◆ **WORK TASK**
Rewrite the stretch of the degree programs text from "IBS is accredited" through "professional field Tourism.", replacing "National Evaluation and Accreditation Agency" with "national accreditation body".

◆ **SELECTED PASSAGE**
· · ·
Bachelor's degree programme courses are Business administration, International business, Accounting and control, Tourism, Marketing. The Master's programmes cover the following courses: Business administration, Business finance, Taxation and control, Digital marketing, Logistics, Music business, Entrepreneurship and innovation, Accounting and auditing, Healthcare management and innovation, Information systems in management, Project management, Public sector management, Tourism management, Security management, Information security management, Event management, Resort & SPA management.

IBS is accredited by the National Evaluation and Accreditation Agency to carry out training in the educational and scientific degree Doctor in the scientific specialties: Administration and management (Business administration) in professional field Administration and management, Economics and management (industry) in the professional field economics, economy and management (tourism) in the professional field Tourism.
· · ·
◆ **STUDY MATERIAL**

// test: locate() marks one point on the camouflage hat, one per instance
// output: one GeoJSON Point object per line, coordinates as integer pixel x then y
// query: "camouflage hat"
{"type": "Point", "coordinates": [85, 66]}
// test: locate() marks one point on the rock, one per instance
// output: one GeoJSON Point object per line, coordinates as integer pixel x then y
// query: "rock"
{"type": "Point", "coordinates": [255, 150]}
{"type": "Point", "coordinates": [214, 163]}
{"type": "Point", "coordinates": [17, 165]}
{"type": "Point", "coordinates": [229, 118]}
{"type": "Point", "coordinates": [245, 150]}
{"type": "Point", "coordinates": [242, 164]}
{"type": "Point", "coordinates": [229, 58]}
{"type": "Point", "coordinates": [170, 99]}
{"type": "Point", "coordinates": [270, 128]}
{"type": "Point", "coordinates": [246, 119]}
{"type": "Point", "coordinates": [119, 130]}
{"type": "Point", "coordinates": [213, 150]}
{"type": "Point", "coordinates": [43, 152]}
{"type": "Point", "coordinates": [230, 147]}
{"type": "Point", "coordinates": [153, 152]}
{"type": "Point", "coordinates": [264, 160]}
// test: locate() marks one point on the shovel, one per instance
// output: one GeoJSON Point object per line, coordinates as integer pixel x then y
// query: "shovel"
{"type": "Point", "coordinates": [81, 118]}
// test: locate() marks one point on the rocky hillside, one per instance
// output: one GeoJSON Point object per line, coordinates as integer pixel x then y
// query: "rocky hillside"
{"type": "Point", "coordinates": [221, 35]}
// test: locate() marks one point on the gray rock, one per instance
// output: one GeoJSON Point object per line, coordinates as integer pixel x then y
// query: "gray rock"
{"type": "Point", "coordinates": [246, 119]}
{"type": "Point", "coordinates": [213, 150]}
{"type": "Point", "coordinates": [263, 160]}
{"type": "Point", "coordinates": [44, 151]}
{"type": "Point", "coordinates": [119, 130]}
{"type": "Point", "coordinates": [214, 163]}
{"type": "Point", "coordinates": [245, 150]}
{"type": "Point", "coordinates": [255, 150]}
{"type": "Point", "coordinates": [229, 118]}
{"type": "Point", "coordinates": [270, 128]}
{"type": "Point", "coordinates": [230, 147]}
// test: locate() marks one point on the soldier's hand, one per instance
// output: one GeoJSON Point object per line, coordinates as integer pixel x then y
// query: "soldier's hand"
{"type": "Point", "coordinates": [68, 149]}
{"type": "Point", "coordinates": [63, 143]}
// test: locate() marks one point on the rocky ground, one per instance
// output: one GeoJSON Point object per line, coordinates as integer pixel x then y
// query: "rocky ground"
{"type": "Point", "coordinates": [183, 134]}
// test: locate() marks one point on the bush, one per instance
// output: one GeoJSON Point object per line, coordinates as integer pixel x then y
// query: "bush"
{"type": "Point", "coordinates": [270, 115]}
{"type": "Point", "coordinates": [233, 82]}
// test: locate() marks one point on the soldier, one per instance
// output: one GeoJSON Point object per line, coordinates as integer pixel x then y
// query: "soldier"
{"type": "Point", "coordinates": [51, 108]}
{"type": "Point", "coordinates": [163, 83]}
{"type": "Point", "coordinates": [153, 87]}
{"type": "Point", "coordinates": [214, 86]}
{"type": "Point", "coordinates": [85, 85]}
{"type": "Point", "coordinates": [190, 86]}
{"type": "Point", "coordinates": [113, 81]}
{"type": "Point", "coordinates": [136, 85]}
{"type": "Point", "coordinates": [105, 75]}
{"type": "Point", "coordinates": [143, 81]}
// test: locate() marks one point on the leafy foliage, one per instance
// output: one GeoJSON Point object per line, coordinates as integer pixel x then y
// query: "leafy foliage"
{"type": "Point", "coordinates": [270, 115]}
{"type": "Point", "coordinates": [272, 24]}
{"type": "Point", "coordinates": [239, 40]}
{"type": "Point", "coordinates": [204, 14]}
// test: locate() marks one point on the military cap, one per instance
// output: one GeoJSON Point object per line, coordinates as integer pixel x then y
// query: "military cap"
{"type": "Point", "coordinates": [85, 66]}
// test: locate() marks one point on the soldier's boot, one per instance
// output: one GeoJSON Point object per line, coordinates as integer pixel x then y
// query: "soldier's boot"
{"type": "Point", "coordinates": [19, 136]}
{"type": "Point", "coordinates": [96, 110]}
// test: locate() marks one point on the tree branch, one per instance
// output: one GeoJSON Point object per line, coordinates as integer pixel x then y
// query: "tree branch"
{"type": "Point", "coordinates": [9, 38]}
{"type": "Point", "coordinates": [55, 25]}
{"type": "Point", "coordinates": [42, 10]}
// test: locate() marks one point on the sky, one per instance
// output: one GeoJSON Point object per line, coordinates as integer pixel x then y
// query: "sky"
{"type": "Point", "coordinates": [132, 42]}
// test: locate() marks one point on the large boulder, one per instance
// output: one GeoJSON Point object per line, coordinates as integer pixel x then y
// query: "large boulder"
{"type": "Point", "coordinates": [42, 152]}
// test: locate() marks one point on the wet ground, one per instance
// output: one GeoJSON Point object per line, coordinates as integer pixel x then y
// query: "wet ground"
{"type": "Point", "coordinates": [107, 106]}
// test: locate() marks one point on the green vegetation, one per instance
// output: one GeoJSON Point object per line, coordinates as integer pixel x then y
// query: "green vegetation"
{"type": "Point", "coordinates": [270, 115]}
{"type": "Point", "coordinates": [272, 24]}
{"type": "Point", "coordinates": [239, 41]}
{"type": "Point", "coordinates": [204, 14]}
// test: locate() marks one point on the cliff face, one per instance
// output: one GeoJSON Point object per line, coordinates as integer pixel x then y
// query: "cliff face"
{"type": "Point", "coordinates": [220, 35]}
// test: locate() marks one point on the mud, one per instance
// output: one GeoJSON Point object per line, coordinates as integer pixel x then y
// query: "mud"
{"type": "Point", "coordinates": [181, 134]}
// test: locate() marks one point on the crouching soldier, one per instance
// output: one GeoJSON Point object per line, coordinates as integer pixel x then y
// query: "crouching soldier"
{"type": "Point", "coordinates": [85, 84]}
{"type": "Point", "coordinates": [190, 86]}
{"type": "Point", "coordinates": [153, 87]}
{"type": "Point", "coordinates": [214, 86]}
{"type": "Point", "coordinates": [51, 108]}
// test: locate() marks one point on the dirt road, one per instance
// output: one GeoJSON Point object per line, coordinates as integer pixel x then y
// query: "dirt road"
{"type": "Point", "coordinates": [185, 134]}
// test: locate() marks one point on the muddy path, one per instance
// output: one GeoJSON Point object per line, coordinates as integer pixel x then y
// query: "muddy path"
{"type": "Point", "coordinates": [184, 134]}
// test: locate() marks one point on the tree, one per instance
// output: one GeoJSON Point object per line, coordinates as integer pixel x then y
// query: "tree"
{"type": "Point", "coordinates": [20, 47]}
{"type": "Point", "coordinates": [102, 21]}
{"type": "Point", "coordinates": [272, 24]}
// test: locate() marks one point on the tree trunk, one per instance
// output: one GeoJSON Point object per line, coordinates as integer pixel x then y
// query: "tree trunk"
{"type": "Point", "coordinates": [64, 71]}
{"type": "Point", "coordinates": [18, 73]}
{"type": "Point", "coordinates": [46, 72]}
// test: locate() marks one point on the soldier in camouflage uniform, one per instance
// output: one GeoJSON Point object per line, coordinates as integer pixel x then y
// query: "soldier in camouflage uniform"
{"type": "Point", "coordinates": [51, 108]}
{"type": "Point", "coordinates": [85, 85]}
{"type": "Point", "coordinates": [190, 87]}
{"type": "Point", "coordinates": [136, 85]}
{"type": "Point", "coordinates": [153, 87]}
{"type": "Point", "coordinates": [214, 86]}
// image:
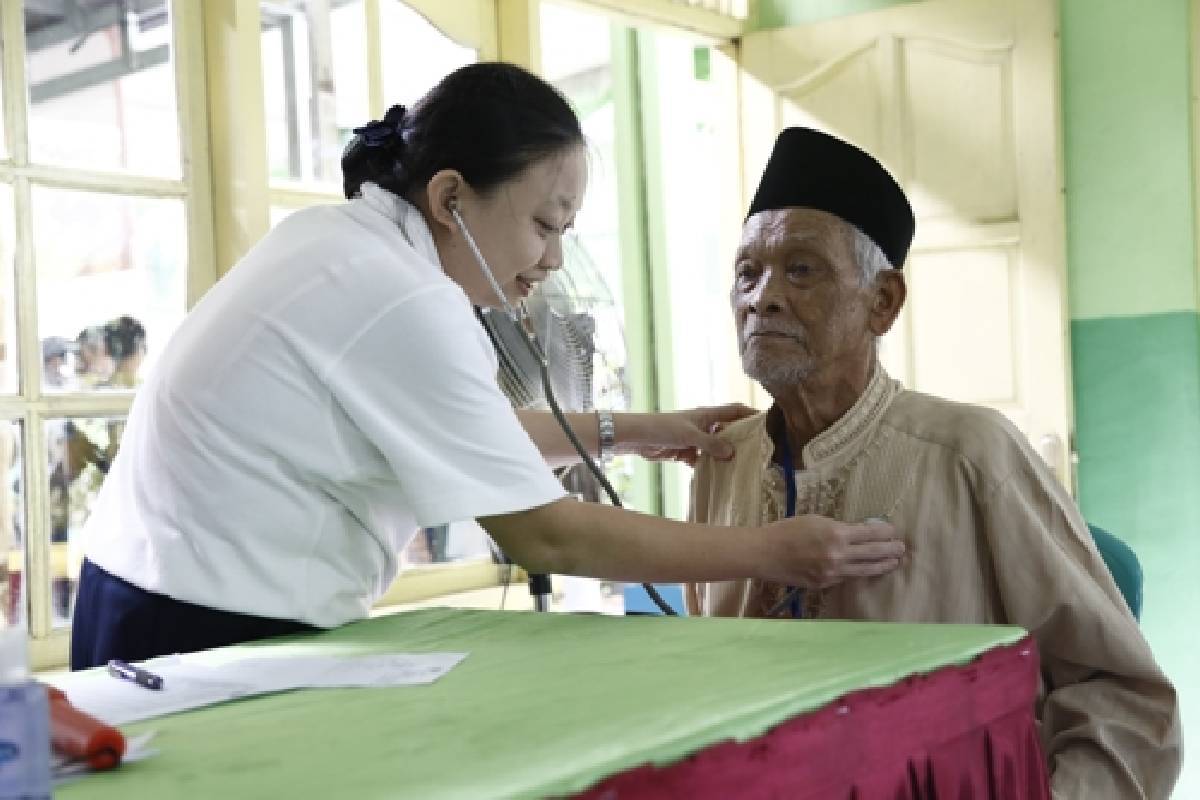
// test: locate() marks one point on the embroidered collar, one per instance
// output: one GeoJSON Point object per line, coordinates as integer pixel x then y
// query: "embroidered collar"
{"type": "Point", "coordinates": [837, 443]}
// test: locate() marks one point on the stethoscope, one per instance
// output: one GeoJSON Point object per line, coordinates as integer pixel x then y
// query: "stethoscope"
{"type": "Point", "coordinates": [519, 319]}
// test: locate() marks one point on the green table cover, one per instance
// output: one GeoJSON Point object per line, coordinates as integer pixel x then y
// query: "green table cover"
{"type": "Point", "coordinates": [544, 704]}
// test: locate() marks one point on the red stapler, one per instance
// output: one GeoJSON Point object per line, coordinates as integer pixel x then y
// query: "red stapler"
{"type": "Point", "coordinates": [81, 737]}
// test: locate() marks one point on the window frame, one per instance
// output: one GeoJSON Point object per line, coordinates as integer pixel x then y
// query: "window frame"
{"type": "Point", "coordinates": [228, 194]}
{"type": "Point", "coordinates": [30, 405]}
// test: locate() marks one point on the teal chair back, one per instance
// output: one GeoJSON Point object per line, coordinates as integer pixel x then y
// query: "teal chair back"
{"type": "Point", "coordinates": [1122, 563]}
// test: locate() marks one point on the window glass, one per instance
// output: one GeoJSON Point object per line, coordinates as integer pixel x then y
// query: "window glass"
{"type": "Point", "coordinates": [79, 452]}
{"type": "Point", "coordinates": [315, 85]}
{"type": "Point", "coordinates": [102, 85]}
{"type": "Point", "coordinates": [12, 527]}
{"type": "Point", "coordinates": [112, 292]}
{"type": "Point", "coordinates": [415, 54]}
{"type": "Point", "coordinates": [9, 383]}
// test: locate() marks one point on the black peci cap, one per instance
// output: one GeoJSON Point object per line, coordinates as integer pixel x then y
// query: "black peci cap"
{"type": "Point", "coordinates": [810, 169]}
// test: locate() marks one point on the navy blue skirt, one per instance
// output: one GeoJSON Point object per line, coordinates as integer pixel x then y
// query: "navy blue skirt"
{"type": "Point", "coordinates": [114, 619]}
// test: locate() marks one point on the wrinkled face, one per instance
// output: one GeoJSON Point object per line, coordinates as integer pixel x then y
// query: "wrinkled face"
{"type": "Point", "coordinates": [798, 301]}
{"type": "Point", "coordinates": [519, 227]}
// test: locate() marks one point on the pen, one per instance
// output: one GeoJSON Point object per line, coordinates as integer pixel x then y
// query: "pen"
{"type": "Point", "coordinates": [141, 677]}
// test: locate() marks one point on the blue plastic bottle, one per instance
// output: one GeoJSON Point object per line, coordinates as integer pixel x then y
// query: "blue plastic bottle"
{"type": "Point", "coordinates": [24, 723]}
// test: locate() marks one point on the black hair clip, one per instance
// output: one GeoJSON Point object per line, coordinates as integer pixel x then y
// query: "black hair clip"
{"type": "Point", "coordinates": [377, 133]}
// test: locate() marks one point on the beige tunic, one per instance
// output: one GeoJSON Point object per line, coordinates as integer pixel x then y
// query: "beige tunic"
{"type": "Point", "coordinates": [991, 539]}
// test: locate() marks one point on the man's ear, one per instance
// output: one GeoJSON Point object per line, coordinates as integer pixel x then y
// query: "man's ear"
{"type": "Point", "coordinates": [887, 299]}
{"type": "Point", "coordinates": [442, 192]}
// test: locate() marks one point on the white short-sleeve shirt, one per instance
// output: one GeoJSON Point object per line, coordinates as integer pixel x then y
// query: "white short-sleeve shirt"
{"type": "Point", "coordinates": [329, 396]}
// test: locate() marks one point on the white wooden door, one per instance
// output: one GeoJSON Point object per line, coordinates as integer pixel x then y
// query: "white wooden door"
{"type": "Point", "coordinates": [959, 100]}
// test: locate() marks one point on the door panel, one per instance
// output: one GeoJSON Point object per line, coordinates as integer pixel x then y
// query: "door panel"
{"type": "Point", "coordinates": [959, 100]}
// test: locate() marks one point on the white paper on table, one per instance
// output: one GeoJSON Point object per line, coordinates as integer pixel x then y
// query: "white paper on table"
{"type": "Point", "coordinates": [189, 683]}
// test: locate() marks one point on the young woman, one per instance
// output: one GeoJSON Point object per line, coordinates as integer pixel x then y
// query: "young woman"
{"type": "Point", "coordinates": [334, 394]}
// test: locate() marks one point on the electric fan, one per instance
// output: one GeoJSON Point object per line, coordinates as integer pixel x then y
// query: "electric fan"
{"type": "Point", "coordinates": [574, 318]}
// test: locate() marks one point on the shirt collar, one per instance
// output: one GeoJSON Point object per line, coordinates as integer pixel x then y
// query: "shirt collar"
{"type": "Point", "coordinates": [406, 216]}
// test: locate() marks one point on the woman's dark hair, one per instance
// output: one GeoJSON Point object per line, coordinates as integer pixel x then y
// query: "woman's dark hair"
{"type": "Point", "coordinates": [490, 121]}
{"type": "Point", "coordinates": [124, 337]}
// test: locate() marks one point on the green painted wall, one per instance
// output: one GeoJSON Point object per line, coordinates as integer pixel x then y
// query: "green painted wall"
{"type": "Point", "coordinates": [1128, 156]}
{"type": "Point", "coordinates": [1133, 296]}
{"type": "Point", "coordinates": [1135, 332]}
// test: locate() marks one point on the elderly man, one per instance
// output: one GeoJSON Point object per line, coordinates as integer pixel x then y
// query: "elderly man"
{"type": "Point", "coordinates": [991, 536]}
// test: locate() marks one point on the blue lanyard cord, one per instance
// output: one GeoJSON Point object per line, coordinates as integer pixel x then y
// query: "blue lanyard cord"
{"type": "Point", "coordinates": [795, 597]}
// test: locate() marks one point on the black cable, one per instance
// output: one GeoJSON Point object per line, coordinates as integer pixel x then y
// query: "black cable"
{"type": "Point", "coordinates": [544, 368]}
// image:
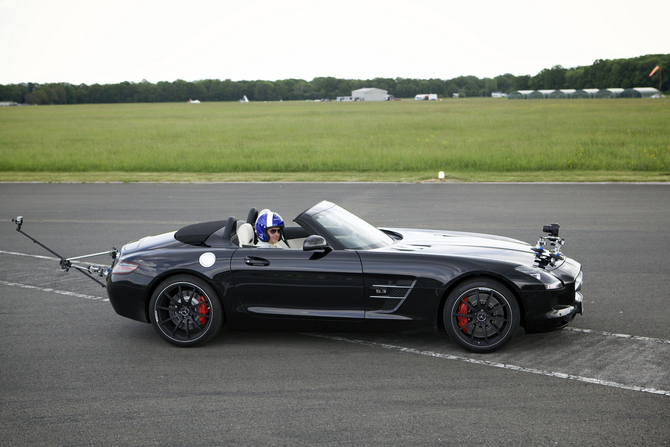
· · ·
◆ **TASK OUTPUT**
IBS is accredited by the national accreditation body to carry out training in the educational and scientific degree Doctor in the scientific specialties: Administration and management (Business administration) in professional field Administration and management, Economics and management (industry) in the professional field economics, economy and management (tourism) in the professional field Tourism.